[EXCERPTED PASSAGE — start]

Exploring physical stability characteristics of positively charged catanionic vesicle/DNA complexes

Abstract

Cationic vesicles fabricated from various novel materials have been recently developed for DNA delivery applications, and the physical stability of the vesicle/DNA complexes played an important role in the transfection efficiency. In this study, positively charged catanionic vesicles composed of hexadecyltrimethylammonium-dodecylsulfate (HTMA-DS), ditetradecyldimethylammonium bromide (DTDAB), and cholesterol were prepared in buffer solution by a forced formation approach, and the association behavior of the catanionic vesicles with two types of DNA molecules with the consideration of the vesicle/DNA complex stability was explored by dynamic light scattering, fluorescence polarization, and DNA electrophoresis techniques. In a buffer solution of pH 7.4, HTMA-DS/DTDAB/cholesterol catanionic vesicles with high physical stability and positive charge character were successfully fabricated. A toxicity examination then implied that the catanionic vesicles have the potential of being applied in transfection applications. It is noted that the catanionic vesicle dispersions became unstable as prepared from a concentrated one by dilution due to the less charged vesicle surfaces and the more rigid vesicular bilayers, which could be explained by the enhanced dissolution of HTMA+ from the vesicles. The physical stability and charge character of the catanionic vesicle/DNA complexes were found strongly dependent on the mixing ratio of the vesicle to DNA. The formation of the catanionic vesicle/DNA complexes was also confirmed by an electrophoresis analysis. Moreover, not only the electrostatic repulsion between the vesicle/DNA complexes but also the molecular packing of the vesicular bilayers played roles in governing the physical stability of the vesicle/DNA complexes.

[EXCERPTED PASSAGE — finish]
[RECORDED DATA — start]

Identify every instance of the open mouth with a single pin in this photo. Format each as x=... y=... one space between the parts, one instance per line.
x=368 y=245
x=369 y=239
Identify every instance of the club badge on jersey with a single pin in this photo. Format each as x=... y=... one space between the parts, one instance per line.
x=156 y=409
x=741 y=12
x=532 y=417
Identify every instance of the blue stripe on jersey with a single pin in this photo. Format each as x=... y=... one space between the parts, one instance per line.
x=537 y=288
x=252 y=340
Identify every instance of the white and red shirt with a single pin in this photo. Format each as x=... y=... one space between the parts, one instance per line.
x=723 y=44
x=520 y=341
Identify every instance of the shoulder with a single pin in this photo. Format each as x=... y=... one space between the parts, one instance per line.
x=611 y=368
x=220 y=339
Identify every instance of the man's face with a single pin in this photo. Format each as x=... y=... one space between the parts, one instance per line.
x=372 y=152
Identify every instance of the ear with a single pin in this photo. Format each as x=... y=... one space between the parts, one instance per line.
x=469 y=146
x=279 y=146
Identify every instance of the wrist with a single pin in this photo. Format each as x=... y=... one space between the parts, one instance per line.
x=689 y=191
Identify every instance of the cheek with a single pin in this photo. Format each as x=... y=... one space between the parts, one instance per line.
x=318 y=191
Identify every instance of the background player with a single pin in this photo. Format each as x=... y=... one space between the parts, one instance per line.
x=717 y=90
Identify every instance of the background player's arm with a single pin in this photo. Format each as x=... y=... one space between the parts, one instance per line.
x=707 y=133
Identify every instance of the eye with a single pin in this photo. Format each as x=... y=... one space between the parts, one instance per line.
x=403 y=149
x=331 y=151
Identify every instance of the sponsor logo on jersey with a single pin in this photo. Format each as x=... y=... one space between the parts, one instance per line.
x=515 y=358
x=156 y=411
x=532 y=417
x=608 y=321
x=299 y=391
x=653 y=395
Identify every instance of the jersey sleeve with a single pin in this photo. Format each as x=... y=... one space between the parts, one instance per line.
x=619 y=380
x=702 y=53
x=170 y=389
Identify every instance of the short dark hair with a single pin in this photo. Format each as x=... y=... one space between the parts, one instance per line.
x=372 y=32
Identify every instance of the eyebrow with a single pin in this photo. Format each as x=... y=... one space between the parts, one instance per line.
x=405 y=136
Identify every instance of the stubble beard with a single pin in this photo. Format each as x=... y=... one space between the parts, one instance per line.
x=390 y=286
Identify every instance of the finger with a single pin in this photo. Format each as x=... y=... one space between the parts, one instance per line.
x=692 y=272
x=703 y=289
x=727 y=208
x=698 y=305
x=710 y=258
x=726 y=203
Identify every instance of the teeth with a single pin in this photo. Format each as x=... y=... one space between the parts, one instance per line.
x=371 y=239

[RECORDED DATA — finish]

*THINGS TO DO:*
(a) Answer each question from the abstract on catanionic vesicle/DNA complexes above.
(i) What three components make up the positively charged catanionic vesicles?
(ii) At what pH were catanionic vesicles with high physical stability and positive charge character successfully fabricated?
(iii) On what were the physical stability and charge character of the vesicle/DNA complexes found strongly dependent?
(b) State whether each statement agrees with the abstract on catanionic vesicle/DNA complexes above, and quote the words that decide it.
(i) The vesicles were prepared by a forced formation approach.
(ii) Diluting a concentrated vesicle dispersion made the dispersion more stable.
(iii) Electrostatic repulsion between the complexes is the only factor governing their physical stability.

*RESULTS OF THE EXERCISE:*
(a)
(i) Hexadecyltrimethylammonium-dodecylsulfate (HTMA-DS), ditetradecyldimethylammonium bromide (DTDAB), and cholesterol.
(ii) pH 7.4.
(iii) The mixing ratio of the vesicle to DNA.

(b)
(i) Yes: "were prepared in buffer solution by a forced formation approach"
(ii) No: "the catanionic vesicle dispersions became unstable as prepared from a concentrated one by dilution"
(iii) No: "not only the electrostatic repulsion between the vesicle/DNA complexes but also the molecular packing of the vesicular bilayers played roles"